Records of labeled points:
* * * * * * * * *

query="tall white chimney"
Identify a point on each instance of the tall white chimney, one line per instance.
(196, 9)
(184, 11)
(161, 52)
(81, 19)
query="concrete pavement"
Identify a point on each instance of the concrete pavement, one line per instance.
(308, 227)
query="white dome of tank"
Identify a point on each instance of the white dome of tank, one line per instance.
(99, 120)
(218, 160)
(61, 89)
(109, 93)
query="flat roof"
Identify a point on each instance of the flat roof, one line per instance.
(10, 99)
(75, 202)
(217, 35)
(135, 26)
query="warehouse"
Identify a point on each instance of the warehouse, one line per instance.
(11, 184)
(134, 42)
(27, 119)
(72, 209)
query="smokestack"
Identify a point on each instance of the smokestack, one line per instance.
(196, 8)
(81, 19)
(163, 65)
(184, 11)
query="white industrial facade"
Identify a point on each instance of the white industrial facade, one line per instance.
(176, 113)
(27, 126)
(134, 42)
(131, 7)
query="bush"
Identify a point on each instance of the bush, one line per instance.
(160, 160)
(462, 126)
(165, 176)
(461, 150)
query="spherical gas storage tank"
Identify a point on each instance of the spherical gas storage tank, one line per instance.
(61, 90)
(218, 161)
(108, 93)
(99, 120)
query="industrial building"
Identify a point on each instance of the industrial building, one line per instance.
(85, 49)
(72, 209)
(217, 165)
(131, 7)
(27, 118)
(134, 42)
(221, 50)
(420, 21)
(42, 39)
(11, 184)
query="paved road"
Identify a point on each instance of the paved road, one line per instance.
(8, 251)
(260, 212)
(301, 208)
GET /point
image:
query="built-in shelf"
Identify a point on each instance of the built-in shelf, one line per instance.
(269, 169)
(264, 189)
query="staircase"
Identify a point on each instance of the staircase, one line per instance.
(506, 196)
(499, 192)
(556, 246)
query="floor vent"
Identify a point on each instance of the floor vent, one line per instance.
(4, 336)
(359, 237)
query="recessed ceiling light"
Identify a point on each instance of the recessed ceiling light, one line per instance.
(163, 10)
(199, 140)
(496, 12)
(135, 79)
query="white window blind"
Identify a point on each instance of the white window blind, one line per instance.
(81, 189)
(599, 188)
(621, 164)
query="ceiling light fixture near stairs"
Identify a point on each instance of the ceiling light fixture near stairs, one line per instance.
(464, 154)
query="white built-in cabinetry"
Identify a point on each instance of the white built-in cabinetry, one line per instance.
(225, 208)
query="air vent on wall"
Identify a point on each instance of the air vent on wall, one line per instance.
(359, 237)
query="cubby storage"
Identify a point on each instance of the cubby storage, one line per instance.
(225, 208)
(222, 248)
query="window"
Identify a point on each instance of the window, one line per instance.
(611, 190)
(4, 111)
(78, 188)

* * * * * * * * *

* _Short task_:
Print the material verbatim, all of it.

* _Full solution_:
query="tall white chimney"
Identify a point on each instance of the tall white chimney, one line per instance.
(196, 9)
(184, 11)
(161, 52)
(81, 19)
query="concrete pavement"
Identify a point on each instance of the concrete pavement, one line per instance.
(308, 227)
query="white dome of tank"
Identify a point on each instance of the white dome of tank, one line per instance.
(99, 120)
(218, 160)
(61, 89)
(109, 93)
query="flat roof"
Identify a point on each instance of the flat roof, one line per instance.
(10, 99)
(75, 202)
(217, 35)
(135, 26)
query="warehouse"
Identify a point on each instance of the warehouse, one line per instance.
(11, 184)
(134, 42)
(27, 119)
(72, 209)
query="smokestack"
Identify a point on each instance of the smokestack, one line per instance.
(196, 8)
(81, 19)
(163, 65)
(184, 11)
query="white industrial facade"
Identify a point on each instance of the white industrial facade, one line per instance.
(176, 113)
(27, 126)
(134, 42)
(131, 7)
query="bush"
Identify a point on each instance of the bush, one line per instance.
(160, 160)
(462, 126)
(165, 176)
(461, 150)
query="spherical gas storage tank"
Identify a point on each instance of the spherical gas storage tank, one line per instance.
(61, 90)
(218, 161)
(108, 93)
(99, 120)
query="industrial building"
Identify a point on each instance of the industrial building, one line per instance.
(85, 49)
(72, 209)
(217, 165)
(131, 7)
(27, 118)
(134, 42)
(221, 50)
(420, 21)
(42, 39)
(11, 184)
query="paved road"
Identify a point on each instance of the paved road, one line per instance.
(8, 251)
(260, 212)
(301, 208)
GET /point
image:
query="built-in shelf"
Identify a point on each instance of the built-in shelf, one line per instance.
(269, 169)
(264, 189)
query="staircase"
Identify a point on each instance of the staircase, one line per instance.
(506, 196)
(499, 192)
(556, 246)
query="floor vent"
Identify a point on each instance of the floor vent, one line per instance.
(4, 336)
(359, 237)
query="recessed ceiling light"
Identify a point on each instance of the recessed ceiling light, one line per instance.
(163, 10)
(199, 140)
(496, 12)
(135, 79)
query="white window blind"
Identify a point on each instance of the white window blind, one line per instance.
(81, 189)
(599, 188)
(621, 164)
query="ceiling light fixture near stairs"
Identify a point on each instance of the ceiling light fixture near stairs, one line per instance.
(464, 154)
query="white built-in cabinetry"
Identify a point on each instance of the white built-in cabinetry, one line per instance.
(225, 208)
query="air vent on wall"
Identify a point on each instance of the air vent on wall, one line per instance.
(359, 237)
query="cubby storage"
Identify a point on each instance of the cubby storage, one line per instance.
(225, 208)
(222, 248)
query="window"
Identify a point on each instance of the window, one line per instance.
(611, 190)
(4, 111)
(78, 188)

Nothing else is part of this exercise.